Written task → Rewrite the items below, from the line containing "instances of green" through the end of the items, as a JSON list of strings with one string per line and blank lines left out.
--- Start Task input ---
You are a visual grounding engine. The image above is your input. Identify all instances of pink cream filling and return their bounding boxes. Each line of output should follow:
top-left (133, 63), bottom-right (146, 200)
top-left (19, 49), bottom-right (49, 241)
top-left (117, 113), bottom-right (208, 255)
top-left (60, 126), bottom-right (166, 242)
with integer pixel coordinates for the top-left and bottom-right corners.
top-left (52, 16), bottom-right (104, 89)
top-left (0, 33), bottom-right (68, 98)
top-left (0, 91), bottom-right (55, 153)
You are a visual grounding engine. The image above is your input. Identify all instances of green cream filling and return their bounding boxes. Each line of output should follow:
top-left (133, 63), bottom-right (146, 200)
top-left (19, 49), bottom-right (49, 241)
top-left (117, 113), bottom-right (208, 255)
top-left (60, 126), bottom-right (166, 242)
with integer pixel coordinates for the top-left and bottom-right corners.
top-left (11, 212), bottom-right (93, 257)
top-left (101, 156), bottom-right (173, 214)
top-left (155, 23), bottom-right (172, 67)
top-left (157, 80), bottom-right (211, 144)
--- End Task input ---
Exercise output →
[
  "You are a visual grounding engine. The image above is your input. Identify all instances of green cream filling and return their bounding boxes. Each line of output should follow:",
  "top-left (133, 63), bottom-right (146, 200)",
  "top-left (19, 49), bottom-right (49, 241)",
  "top-left (117, 113), bottom-right (208, 255)",
  "top-left (60, 126), bottom-right (166, 242)",
  "with integer pixel coordinates for the top-left and bottom-right corners.",
  "top-left (11, 212), bottom-right (93, 257)",
  "top-left (101, 156), bottom-right (173, 214)",
  "top-left (155, 23), bottom-right (172, 67)",
  "top-left (157, 80), bottom-right (211, 144)"
]